** DOCUMENT EXTRACT **
= John Perkins (chemical engineer) =

Academic, engineering scientist and government adviser

John Douglas Perkins (born 18 March 1950) is a retired academic, engineering scientist, and government adviser. He held professorships at Imperial College London and the University of Sydney, served as President of the Institution of Chemical Engineers and was Chief Scientific Adviser to the Department for Business, Innovation and Skills.

== Career ==
Born on 18 March 1950, Perkins was educated at Imperial College London, graduating with a first-class Bachelor of Science degree in chemical engineering in 1971; he was awarded the Hinchley Memorial Medal. He then spent two years studying for a PhD at Imperial, supported by a studentship from Salters' Institute of Industrial Chemistry, before becoming a demonstrator in chemical engineering at the University of Cambridge. In 1977, his PhD was awarded, and in the same year, he returned to Imperial as a lecturer. He was promoted to a senior lectureship in 1983 and then moved to the University of Sydney in 1985, where for three years he was ICI Professor of Systems Engineering. He then returned to Imperial once more, as Professor of Chemical Engineering in 1988; in 2000, he was promoted to a named chair, the Courtaulds Professorship in Chemical Engineering; he was principal of the Faculty of Engineering from 2001 to 2004. While at Imperial, he was one of a number of people responsible for the start-up and spinning out of PSE Ltd and ParOS. In 2004, he moved to the University of Manchester, where he was Vice President and Dean of Engineering and Physical Sciences from 2004 to 2009; Manchester then made him an honorary professor on retirement. Between 2012 and 2015, Perkins was the Chief Scientific Adviser to the United Kingdom government's Department for Business, Innovation and Skills and authored the Perkins Review of engineering skills. He has since been a director of JP2 Consulting.

** MATERIAL **
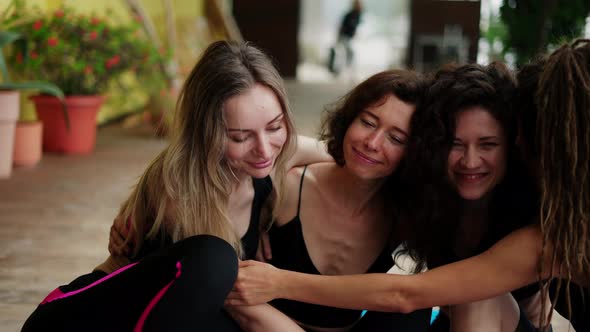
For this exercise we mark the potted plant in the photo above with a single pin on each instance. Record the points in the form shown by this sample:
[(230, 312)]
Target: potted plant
[(12, 139), (82, 55)]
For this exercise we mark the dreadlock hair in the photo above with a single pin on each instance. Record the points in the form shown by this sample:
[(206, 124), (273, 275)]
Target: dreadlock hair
[(554, 95)]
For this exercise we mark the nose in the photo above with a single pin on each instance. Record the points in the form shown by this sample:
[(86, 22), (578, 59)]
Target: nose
[(263, 147), (470, 159), (374, 140)]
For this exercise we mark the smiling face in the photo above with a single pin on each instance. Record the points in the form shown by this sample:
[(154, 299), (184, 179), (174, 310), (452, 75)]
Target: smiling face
[(256, 131), (375, 141), (477, 160)]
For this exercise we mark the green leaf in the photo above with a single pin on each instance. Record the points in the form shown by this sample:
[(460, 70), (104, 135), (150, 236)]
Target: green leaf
[(7, 37)]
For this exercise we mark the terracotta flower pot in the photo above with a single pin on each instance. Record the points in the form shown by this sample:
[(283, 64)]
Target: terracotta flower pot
[(9, 109), (82, 110), (28, 140)]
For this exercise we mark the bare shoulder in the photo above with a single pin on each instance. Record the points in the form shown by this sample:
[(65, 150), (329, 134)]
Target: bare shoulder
[(295, 179), (288, 208)]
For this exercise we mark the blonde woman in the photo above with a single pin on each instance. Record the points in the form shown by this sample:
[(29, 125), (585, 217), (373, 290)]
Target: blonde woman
[(195, 209)]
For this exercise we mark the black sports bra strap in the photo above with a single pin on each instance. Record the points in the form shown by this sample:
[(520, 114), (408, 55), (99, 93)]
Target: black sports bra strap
[(300, 189)]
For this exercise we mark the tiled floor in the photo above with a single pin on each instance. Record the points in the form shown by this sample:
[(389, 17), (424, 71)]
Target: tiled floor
[(54, 218)]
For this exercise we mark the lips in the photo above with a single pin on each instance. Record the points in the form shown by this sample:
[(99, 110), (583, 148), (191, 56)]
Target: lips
[(363, 157), (470, 178), (261, 164)]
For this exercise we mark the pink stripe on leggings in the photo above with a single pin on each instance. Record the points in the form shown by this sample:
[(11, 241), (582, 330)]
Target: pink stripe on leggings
[(155, 300), (58, 294)]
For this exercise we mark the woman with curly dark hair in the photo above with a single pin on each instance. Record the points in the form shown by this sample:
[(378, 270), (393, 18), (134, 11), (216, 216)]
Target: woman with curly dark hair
[(467, 186), (555, 132)]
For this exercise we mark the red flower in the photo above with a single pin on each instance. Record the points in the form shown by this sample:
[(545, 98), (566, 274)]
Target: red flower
[(112, 61), (37, 25), (52, 41)]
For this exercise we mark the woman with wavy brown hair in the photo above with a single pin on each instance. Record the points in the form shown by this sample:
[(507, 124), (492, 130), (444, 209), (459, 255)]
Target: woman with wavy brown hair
[(555, 134)]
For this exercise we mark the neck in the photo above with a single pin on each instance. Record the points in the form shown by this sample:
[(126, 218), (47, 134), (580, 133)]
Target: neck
[(476, 207), (355, 194), (238, 180)]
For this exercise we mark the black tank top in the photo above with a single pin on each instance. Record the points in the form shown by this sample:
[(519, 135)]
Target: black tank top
[(262, 189), (290, 253)]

** WHAT THE TASK ASKS **
Answer these from the article on John Perkins:
1. What organization did he serve as President?
2. At which university was he ICI Professor of Systems Engineering?
3. What review did he write while Chief Scientific Adviser?
The material has nothing to do with what you're asked to do here.

** TASK ANSWER **
1. The Institution of Chemical Engineers
2. The University of Sydney
3. The Perkins Review of engineering skills